GIVEN TEXT
•••••
Disarmed Enemy Forces - Germany at The End of The War

Germany At The End of The War

German agriculture had suffered extreme productivity decreases in 1944 and 1945. A shortage of synthetic fertilizers had developed after nitrogen and phosphate stocks were channeled into ammunition production. Consequently, crop levels had fallen by 20% to 30% at the end of the war. Allied bombing raids had destroyed thousands of farm buildings, and rendered food processing facilities inoperable. Lack of farm machinery, spare parts, and fertilizer caused an almost total disruption of agriculture when the war was over. After the release of slave laborers that were Russian POWs and Eastern Europeans, extreme agriculture labor shortages existed that could only be relieved by German DEFs and SEPs. Roving bands of displaced persons and returning soldiers and civilians decimated the hog herds and chicken flocks of German farmers.

In addition, the destroyed German transportation infrastructure created additional logistical nightmares, with railroad lines, bridges, canals and terminals left in ruins. The turnaround time for railroad wagons was five times higher than the prewar average. Of the 15,600 German locomotives, 38.6% were no longer operating and 31% were damaged. Only 1,000 of the 13,000 kilometers of track in the British zone were operable. Urban centers often had to be supplied with horse drawn carriages and wheeled carts.

By May 8, 1945, the Allies were swamped with 7 million displaced persons in Germany and 1.6 million in Austria, including slave laborers from all over Europe. Soon thereafter, German populations had swollen by 12 to 14.5 million ethnic Germans expelled from Eastern Europe. Bavarian villages in the American zone faced 15% to 25% population increases from displaced persons, with Munich alone having to deal with 75,000 displaced persons.

The worst dislocation of agriculture was caused by the German zonal partitions, which cut off Western Germany from its "breadbasket" of farm lands east of the Oder-Neisse line that had accounted for 35% of Germany's prewar food production, and which the Yalta Conference had given to Poland to compensate for lands of Eastern Poland. The Soviet Union, with millions of its own starving citizens at home, was not willing to distribute this production to the population in western Germany. In January 1945, the basic German ration was 1,625 calories/day, and that was further reduced to 1,100 calories by the end of the war in the British zone, and remained at that level into the summer, with levels varying from 840 calories/day in the Ruhr to 1,340 calories/day in Hamburg. The situation was no better in the American zones of Germany and Austria.
•••••
SUPPLIED INFORMATION
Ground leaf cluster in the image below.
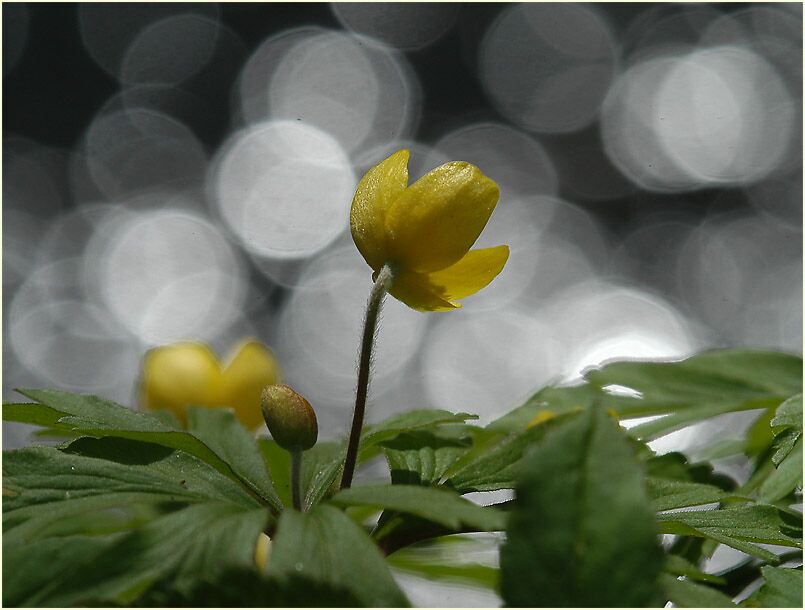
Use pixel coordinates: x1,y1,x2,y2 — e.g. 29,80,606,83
•••••
Continue the text on Germany's condition at the end of the war, beginning after its final sentence.

These problems combined to create severe shortages across Germany. One summary report estimated that just prior to Victory in Europe (V-E) Day, German consumer daily caloric intake was only 1,050, and that after V-E Day it dropped to 860 calories per day, though actual estimates are confusing because of the wide variation by location and because unofficial estimates were usually higher. It was clear by any measure that, by the spring of 1945, the German population was existing on rations that would not sustain life in the long term. A July 1945 CCAC report stated that "the food situation in western Germany is perhaps the most serious problem of the occupation. Average consumption is now about one third below the general accepted subsistence level of 2000 calories per day."

Due to allied restrictions on German trade, neighboring countries were unable to sell food to Germany; this resulted in the Netherlands being forced to destroy a large proportion of their vegetable crop and as late as 1948 Swedish fishermen were still destroying their catch or working only two days a week due to a lack of markets. In August, 1945 the Red Cross shipped 30,000 tons of high protein food parcels by rail to feed displaced persons in Germany but was forced to return them to storage where they eventually spoiled. A further 13.5 million Red Cross rations stockpiled in Europe were confiscated by the military and were never distributed. Senator Kenneth S. Wherry later complained about the thousands upon thousands of tons of rations rotting amid a starving population. Max Huber, head of the International Red Cross, wrote a letter to the U.S. State Department regarding the situation and received a letter in response, signed by Eisenhower, stating that giving Red Cross food to enemy personnel was forbidden. The refusal to distribute the aid has been explained by some modern historians such as Stephen Ambrose, as due to a need to stockpile food in expectation of a famine.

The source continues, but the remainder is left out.